- _TEXTE DE LA PAGE_
Commémorer Thiaroye à l’école, ou comment ne plus torpiller le 1er décembre ?

Depuis 2024, le président de la République Bassirou Diomaye Diakhar Faye manifeste un intérêt pour la réhabilitation d’événements et de figures historiques du patrimoine national. La commémoration de Thiaroye 1944 s’inscrit dans la continuité de cette vision, avec un souci de renouveler le récit national et d’associer mémoire et réflexion historique. Le président de la République a saisi l’occasion des 80 ans de cet événement pour inviter des historiens à (r)établir la «vérité historique» sur cette tragédie. Après près d’un an de travail, le Comité national mis en place, à cet effet, a rendu ses résultats. Ce document s’attache à établir un bilan historiographique sur le massacre de Thiaroye, à identifier ses dits et non-dits, à mettre à nu les tentatives de falsification et à montrer les limites d’un récit fabriqué sur les bords de la Seine. Un Livre blanc qui n’est pas aussi blanc qu’on pouvait s’y attendre, tellement les zones d’ombre subsistent encore du fait des difficultés liées à l’accès aux sources documentaires. Malgré les limites inhérentes à tout projet scientifique, il faut reconnaître que ce travail est une première au Sénégal, puisqu’il s’agit du premier récit officiel d’un gouvernement africain sur le massacre des Tirailleurs sénégalais. Il pose déjà les jalons d’un discours alternatif sur cet épisode douloureux et controversé de notre passé colonial.
Pour accompagner ce mouvement, le ministre de l’Education nationale a diffusé une circulaire demandant de renforcer l’enseignement de l’histoire des Tirailleurs sénégalais et de promouvoir une représentation juste et décolonisée de l’Afrique dans les programmes scolaires. Pour marquer la commémoration du 81ème anniversaire du 1er décembre 1944, les élèves de toutes les écoles, collèges et lycées (privés et publics) du Sénégal, ont pour la première fois été associés à la commémoration de cet événement majeur dans l’histoire du Sénégal.
Commémorer Thiaroye à l’école, c’est se souvenir et transmettre la mémoire d’un événement traumatique qui unit la communauté nationale autour de valeurs communes, tout en s’inscrivant dans une mémoire africaine et mondiale du combat pour la dignité. Thiaroye symbolise tout autant la violence et l’injustice coloniales que le combat pour la dignité et la justice des Tirailleurs sénégalais, et plus largement des Africains colonisés. Commémorer Thiaroye à l’école, c’est ainsi s’incliner devant leur mémoire, la transmettre et s’en inspirer pour mener les combats d’aujourd’hui. C’est aussi l’occasion de rappeler aux anciens et de permettre aux jeunes de connaître leur histoire et d’incarner les valeurs de dignité et de justice qu’ils ont défendues. Commémorer Thiaroye à l’école, c’est enfin répondre à un réel besoin de mémoire et d’histoire qui voudrait que nos imaginaires façonnent une histoire vivante, et profondément nôtre.

(Entrées de données extraites)
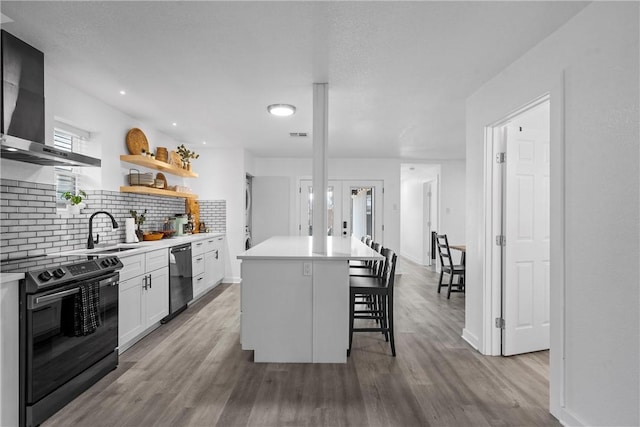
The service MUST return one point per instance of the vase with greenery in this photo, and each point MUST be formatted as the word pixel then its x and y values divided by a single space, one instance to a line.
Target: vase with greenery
pixel 186 155
pixel 75 201
pixel 139 220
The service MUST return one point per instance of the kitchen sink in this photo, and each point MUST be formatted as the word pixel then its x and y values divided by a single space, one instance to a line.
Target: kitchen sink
pixel 113 250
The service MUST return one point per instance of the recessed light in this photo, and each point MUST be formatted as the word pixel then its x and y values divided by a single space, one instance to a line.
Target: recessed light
pixel 282 110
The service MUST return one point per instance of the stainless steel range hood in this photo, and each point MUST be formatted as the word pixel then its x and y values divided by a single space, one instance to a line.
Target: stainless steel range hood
pixel 22 119
pixel 21 150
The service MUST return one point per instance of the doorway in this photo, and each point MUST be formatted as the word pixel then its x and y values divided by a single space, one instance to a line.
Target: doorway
pixel 520 218
pixel 354 208
pixel 419 211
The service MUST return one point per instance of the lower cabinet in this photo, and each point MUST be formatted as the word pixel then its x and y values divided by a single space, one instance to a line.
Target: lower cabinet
pixel 213 264
pixel 144 298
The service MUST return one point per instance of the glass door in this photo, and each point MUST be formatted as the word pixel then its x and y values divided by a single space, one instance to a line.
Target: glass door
pixel 354 208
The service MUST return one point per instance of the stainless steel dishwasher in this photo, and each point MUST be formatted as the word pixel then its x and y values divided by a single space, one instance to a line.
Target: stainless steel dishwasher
pixel 180 280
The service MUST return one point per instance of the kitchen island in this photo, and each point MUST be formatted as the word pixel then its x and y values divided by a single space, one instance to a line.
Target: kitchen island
pixel 294 302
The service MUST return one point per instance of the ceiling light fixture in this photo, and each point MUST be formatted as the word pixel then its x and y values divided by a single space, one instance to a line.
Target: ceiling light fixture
pixel 282 110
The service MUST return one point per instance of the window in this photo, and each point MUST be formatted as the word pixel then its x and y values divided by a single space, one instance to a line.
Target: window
pixel 66 177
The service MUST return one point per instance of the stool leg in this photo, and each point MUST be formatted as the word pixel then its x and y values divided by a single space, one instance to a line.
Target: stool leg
pixel 352 303
pixel 450 285
pixel 390 322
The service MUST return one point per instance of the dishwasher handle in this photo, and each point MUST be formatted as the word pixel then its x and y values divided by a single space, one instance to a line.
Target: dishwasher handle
pixel 177 249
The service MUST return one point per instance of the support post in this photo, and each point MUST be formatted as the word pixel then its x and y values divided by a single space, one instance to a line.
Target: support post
pixel 319 183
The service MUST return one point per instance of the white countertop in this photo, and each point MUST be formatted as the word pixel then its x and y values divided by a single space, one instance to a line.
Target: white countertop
pixel 139 248
pixel 300 247
pixel 144 246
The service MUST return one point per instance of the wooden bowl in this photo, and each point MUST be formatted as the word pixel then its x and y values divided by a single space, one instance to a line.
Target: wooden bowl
pixel 153 235
pixel 137 141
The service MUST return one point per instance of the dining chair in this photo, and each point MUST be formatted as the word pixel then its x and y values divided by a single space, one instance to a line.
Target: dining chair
pixel 371 268
pixel 380 291
pixel 447 266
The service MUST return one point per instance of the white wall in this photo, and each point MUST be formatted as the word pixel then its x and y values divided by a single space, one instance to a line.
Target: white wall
pixel 448 215
pixel 594 357
pixel 412 227
pixel 356 169
pixel 108 127
pixel 271 204
pixel 222 176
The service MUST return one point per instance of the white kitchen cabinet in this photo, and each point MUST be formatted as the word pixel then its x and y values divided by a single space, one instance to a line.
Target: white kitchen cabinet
pixel 210 269
pixel 143 298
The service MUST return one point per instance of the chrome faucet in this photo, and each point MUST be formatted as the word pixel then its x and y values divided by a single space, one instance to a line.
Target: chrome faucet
pixel 90 241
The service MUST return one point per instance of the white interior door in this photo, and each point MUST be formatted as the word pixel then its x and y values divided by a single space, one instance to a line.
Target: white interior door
pixel 427 226
pixel 334 207
pixel 362 203
pixel 526 252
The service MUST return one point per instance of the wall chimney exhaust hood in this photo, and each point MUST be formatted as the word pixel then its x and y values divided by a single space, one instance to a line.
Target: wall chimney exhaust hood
pixel 22 121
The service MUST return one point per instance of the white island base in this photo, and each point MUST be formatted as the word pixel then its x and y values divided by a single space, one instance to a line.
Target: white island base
pixel 295 303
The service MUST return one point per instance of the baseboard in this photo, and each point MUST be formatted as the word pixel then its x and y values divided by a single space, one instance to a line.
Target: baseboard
pixel 566 418
pixel 471 339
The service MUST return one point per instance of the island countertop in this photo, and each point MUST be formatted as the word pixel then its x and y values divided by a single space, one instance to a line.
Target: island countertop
pixel 300 248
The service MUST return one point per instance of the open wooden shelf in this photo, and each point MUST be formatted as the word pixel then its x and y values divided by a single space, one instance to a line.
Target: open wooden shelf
pixel 141 189
pixel 147 162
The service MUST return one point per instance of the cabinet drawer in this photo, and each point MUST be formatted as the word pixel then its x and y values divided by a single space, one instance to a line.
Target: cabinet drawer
pixel 197 248
pixel 157 259
pixel 197 264
pixel 199 285
pixel 133 266
pixel 213 243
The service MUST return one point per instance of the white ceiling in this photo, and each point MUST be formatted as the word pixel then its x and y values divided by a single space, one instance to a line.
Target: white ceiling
pixel 398 72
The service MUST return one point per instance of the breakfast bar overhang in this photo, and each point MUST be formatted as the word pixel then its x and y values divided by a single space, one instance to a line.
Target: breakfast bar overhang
pixel 294 302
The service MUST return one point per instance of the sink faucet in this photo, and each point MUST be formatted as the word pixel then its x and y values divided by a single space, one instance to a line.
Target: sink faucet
pixel 90 241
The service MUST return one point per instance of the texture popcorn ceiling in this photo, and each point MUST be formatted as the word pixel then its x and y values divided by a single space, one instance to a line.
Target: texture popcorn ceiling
pixel 30 224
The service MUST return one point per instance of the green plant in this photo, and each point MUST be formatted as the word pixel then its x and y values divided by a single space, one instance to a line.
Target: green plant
pixel 75 199
pixel 186 154
pixel 139 219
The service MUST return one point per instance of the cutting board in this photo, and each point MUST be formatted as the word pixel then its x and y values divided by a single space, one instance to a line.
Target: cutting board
pixel 193 207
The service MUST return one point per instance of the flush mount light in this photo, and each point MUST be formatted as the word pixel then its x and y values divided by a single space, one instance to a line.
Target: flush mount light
pixel 282 110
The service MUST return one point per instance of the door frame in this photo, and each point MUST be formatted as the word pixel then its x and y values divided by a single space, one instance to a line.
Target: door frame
pixel 493 182
pixel 379 216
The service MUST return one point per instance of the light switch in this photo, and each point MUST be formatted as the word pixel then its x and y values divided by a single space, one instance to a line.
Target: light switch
pixel 307 270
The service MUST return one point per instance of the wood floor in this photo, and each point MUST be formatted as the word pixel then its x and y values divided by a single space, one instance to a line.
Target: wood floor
pixel 192 372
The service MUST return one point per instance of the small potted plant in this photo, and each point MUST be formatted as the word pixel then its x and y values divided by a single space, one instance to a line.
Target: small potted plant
pixel 186 155
pixel 139 220
pixel 74 201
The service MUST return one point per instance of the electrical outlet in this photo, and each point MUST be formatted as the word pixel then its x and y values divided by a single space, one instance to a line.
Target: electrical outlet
pixel 307 270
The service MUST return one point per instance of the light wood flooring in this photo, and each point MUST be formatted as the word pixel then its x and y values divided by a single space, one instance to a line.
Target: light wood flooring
pixel 192 372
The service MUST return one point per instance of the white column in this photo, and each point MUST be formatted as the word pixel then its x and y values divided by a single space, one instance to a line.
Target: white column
pixel 319 183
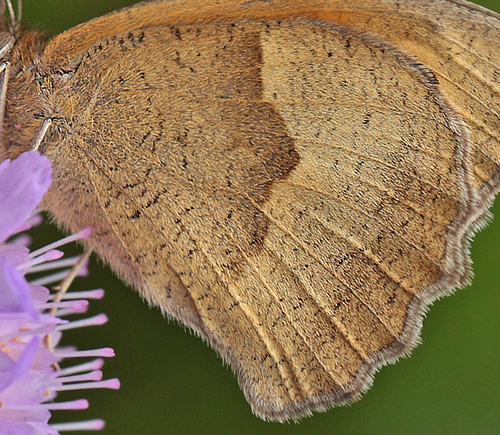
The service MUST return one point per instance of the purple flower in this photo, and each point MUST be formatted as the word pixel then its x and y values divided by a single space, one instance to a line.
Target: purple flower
pixel 31 318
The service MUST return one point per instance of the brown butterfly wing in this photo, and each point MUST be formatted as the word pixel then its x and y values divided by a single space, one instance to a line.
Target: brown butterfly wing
pixel 299 206
pixel 457 40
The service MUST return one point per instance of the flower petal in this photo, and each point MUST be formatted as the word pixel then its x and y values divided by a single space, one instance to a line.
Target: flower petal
pixel 23 182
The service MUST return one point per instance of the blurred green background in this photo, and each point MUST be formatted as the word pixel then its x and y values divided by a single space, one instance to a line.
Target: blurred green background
pixel 172 383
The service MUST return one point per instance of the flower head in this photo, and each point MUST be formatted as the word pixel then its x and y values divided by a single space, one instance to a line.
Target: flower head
pixel 31 318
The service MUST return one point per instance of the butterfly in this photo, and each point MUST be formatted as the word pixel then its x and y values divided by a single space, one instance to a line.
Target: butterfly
pixel 294 181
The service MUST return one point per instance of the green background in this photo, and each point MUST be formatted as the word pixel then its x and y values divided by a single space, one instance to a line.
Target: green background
pixel 173 383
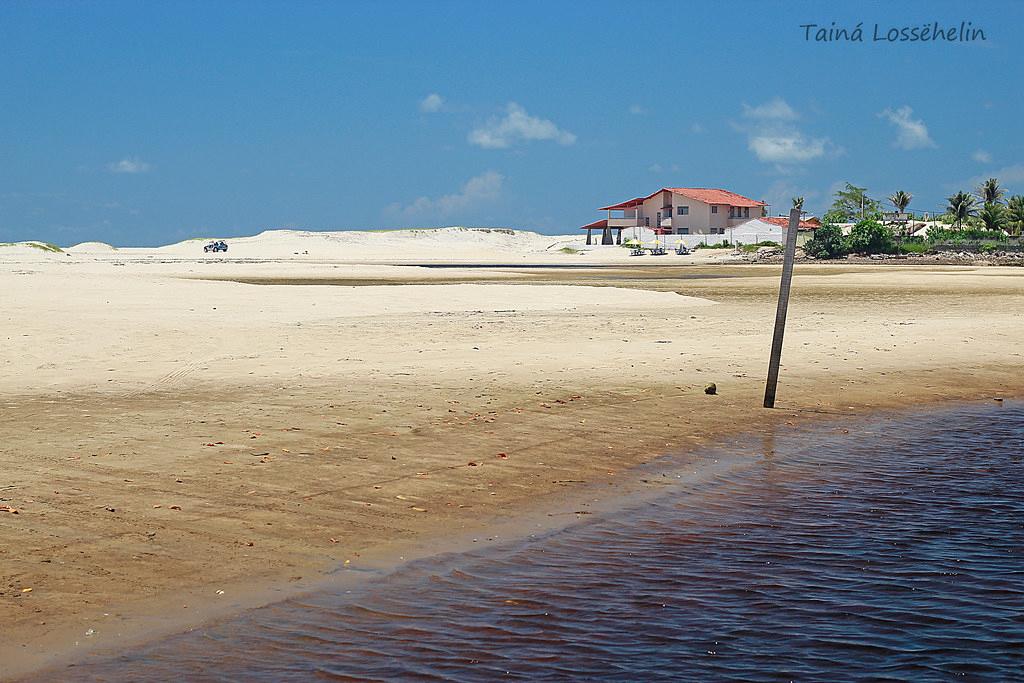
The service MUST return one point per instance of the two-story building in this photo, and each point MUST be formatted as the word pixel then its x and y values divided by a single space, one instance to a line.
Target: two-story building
pixel 677 211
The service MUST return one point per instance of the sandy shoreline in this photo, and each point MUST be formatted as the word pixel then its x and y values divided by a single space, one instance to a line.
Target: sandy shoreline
pixel 128 429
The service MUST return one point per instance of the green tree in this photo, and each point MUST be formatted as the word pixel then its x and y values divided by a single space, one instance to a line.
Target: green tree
pixel 826 243
pixel 1015 214
pixel 852 202
pixel 990 193
pixel 962 206
pixel 870 237
pixel 993 216
pixel 900 200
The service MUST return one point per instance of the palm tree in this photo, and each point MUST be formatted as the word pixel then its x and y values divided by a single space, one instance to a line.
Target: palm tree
pixel 900 200
pixel 993 216
pixel 962 206
pixel 1015 213
pixel 990 193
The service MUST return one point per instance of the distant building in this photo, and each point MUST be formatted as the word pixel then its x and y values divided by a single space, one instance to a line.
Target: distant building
pixel 677 211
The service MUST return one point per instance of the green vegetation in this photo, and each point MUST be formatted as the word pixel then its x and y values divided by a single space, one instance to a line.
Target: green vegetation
pixel 870 237
pixel 990 191
pixel 852 203
pixel 1015 214
pixel 962 207
pixel 827 242
pixel 993 216
pixel 900 200
pixel 867 237
pixel 914 246
pixel 939 235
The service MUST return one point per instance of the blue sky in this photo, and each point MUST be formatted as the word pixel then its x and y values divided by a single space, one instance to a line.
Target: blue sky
pixel 146 123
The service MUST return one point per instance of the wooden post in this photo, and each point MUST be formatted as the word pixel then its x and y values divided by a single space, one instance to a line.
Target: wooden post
pixel 783 305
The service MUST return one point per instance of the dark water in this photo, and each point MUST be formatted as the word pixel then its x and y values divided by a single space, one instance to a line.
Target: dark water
pixel 895 552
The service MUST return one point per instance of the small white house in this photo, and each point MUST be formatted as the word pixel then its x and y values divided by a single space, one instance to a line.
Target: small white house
pixel 677 211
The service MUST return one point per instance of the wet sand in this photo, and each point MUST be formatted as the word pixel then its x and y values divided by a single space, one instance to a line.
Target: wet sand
pixel 159 454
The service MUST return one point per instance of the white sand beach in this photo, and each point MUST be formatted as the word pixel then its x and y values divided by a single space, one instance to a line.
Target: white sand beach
pixel 174 422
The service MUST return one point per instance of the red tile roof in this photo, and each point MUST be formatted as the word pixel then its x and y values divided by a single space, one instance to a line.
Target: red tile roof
pixel 706 195
pixel 628 204
pixel 715 196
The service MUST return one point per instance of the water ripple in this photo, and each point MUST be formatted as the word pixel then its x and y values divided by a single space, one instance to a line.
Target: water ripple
pixel 893 553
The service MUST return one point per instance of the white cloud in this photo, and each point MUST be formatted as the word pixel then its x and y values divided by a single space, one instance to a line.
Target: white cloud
pixel 480 188
pixel 910 133
pixel 657 168
pixel 432 102
pixel 774 110
pixel 773 137
pixel 792 147
pixel 517 126
pixel 133 165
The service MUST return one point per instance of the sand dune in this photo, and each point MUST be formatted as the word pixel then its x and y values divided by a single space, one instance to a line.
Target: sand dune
pixel 175 423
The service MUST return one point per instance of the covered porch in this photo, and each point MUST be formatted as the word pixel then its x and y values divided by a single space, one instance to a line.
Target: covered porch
pixel 606 229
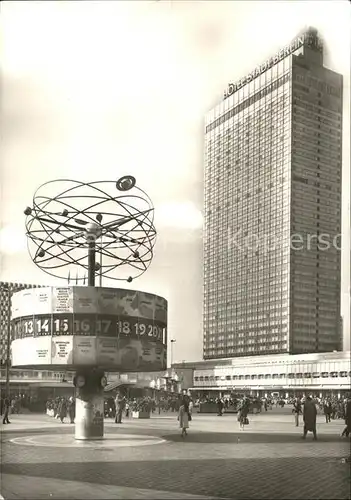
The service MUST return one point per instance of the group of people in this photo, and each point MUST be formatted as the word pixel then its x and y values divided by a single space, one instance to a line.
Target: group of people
pixel 332 409
pixel 255 404
pixel 62 408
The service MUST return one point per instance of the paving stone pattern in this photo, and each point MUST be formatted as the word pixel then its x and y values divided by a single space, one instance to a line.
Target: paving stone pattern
pixel 214 461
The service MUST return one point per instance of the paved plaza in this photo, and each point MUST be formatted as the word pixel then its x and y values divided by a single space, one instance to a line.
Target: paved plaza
pixel 149 459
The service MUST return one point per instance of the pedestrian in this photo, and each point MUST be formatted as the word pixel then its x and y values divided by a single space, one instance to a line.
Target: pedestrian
pixel 71 409
pixel 327 407
pixel 6 409
pixel 347 430
pixel 62 410
pixel 309 418
pixel 184 417
pixel 220 407
pixel 297 410
pixel 120 403
pixel 243 413
pixel 191 406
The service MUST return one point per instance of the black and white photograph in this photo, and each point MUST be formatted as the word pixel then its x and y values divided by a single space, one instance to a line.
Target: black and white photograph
pixel 175 249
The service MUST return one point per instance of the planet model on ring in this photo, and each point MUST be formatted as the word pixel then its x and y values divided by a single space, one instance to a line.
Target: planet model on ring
pixel 67 216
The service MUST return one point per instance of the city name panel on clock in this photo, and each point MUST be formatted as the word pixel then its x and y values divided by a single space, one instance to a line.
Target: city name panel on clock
pixel 113 328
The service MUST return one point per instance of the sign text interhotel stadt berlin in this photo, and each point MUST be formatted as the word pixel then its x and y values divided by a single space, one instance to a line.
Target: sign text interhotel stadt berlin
pixel 308 37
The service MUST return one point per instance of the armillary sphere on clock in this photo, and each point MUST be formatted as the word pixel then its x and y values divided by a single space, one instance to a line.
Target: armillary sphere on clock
pixel 104 228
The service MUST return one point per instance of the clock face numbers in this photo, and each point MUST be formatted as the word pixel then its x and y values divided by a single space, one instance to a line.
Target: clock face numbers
pixel 87 325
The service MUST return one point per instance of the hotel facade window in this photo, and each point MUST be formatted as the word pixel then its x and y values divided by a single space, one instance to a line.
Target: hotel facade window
pixel 272 170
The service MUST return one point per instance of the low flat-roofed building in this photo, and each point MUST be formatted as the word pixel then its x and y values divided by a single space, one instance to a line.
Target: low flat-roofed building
pixel 286 374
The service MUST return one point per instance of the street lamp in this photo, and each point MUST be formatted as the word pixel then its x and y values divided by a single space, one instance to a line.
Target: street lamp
pixel 8 290
pixel 172 342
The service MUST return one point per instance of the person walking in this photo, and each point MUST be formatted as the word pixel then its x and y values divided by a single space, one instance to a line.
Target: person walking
pixel 120 403
pixel 71 409
pixel 347 430
pixel 297 410
pixel 309 418
pixel 243 413
pixel 184 417
pixel 327 411
pixel 191 406
pixel 220 406
pixel 6 409
pixel 63 409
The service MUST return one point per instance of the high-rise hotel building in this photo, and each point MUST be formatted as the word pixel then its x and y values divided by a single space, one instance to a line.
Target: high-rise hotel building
pixel 273 209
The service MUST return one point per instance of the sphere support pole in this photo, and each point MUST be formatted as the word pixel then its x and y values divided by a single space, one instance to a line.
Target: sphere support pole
pixel 89 415
pixel 91 262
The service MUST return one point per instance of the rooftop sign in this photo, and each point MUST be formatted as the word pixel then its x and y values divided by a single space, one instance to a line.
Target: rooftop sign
pixel 297 43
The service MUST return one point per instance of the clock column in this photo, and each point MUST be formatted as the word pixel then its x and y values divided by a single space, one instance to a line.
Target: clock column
pixel 89 420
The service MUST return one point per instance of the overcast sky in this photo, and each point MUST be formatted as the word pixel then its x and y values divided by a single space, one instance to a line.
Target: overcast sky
pixel 94 90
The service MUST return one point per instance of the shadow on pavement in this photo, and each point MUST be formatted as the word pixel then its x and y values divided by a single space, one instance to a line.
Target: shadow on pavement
pixel 249 437
pixel 290 478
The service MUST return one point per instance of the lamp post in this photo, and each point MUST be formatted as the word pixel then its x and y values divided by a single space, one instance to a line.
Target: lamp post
pixel 172 342
pixel 8 290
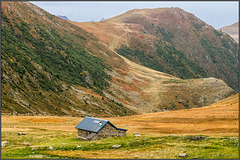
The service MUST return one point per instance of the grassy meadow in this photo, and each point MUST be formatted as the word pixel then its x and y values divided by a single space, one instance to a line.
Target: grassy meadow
pixel 203 133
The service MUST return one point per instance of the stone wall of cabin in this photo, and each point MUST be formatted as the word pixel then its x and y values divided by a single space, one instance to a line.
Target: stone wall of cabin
pixel 83 133
pixel 109 131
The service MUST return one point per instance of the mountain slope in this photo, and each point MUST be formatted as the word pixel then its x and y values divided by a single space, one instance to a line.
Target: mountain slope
pixel 45 64
pixel 232 30
pixel 53 67
pixel 149 34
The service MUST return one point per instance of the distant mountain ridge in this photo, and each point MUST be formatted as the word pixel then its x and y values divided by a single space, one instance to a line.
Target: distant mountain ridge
pixel 55 67
pixel 232 30
pixel 146 36
pixel 63 17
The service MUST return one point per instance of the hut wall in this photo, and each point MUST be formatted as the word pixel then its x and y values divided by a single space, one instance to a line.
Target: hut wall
pixel 109 131
pixel 83 133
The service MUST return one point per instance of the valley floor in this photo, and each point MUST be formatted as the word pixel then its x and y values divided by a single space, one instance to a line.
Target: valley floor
pixel 163 135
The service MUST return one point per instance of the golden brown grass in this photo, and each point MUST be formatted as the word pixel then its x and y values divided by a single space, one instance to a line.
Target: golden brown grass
pixel 217 119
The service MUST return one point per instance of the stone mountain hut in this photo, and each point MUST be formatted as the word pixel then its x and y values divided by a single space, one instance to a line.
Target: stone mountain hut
pixel 93 129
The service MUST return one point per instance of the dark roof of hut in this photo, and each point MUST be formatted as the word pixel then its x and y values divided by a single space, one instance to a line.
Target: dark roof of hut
pixel 94 124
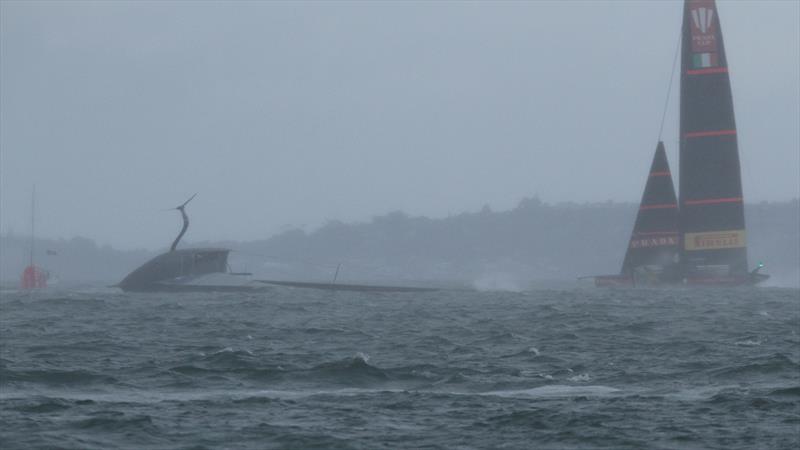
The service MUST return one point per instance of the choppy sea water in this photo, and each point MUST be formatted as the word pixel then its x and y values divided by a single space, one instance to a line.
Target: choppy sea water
pixel 580 368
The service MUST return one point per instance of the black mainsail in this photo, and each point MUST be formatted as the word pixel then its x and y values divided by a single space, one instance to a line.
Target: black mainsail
pixel 653 249
pixel 699 239
pixel 711 206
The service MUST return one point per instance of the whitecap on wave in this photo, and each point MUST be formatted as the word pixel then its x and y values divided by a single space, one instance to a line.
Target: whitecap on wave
pixel 557 390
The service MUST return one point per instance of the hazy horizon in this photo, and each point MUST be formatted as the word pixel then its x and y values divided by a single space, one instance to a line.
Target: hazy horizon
pixel 292 114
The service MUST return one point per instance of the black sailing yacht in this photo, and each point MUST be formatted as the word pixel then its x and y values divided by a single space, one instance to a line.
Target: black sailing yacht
pixel 207 270
pixel 188 270
pixel 701 238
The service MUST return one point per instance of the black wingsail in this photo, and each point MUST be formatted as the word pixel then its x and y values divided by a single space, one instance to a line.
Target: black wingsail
pixel 654 245
pixel 711 205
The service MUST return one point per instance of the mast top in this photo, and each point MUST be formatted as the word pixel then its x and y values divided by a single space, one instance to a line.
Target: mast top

- _CONSIGNES ET EXIGENCES_
D'après le texte sur la commémoration de Thiaroye, à l'occasion de quel anniversaire du 1er décembre 1944 les élèves du Sénégal ont-ils été associés pour la première fois à la commémoration ?

- _RÉPONSE CI-DESSOUS_
Le 81e anniversaire du 1er décembre 1944.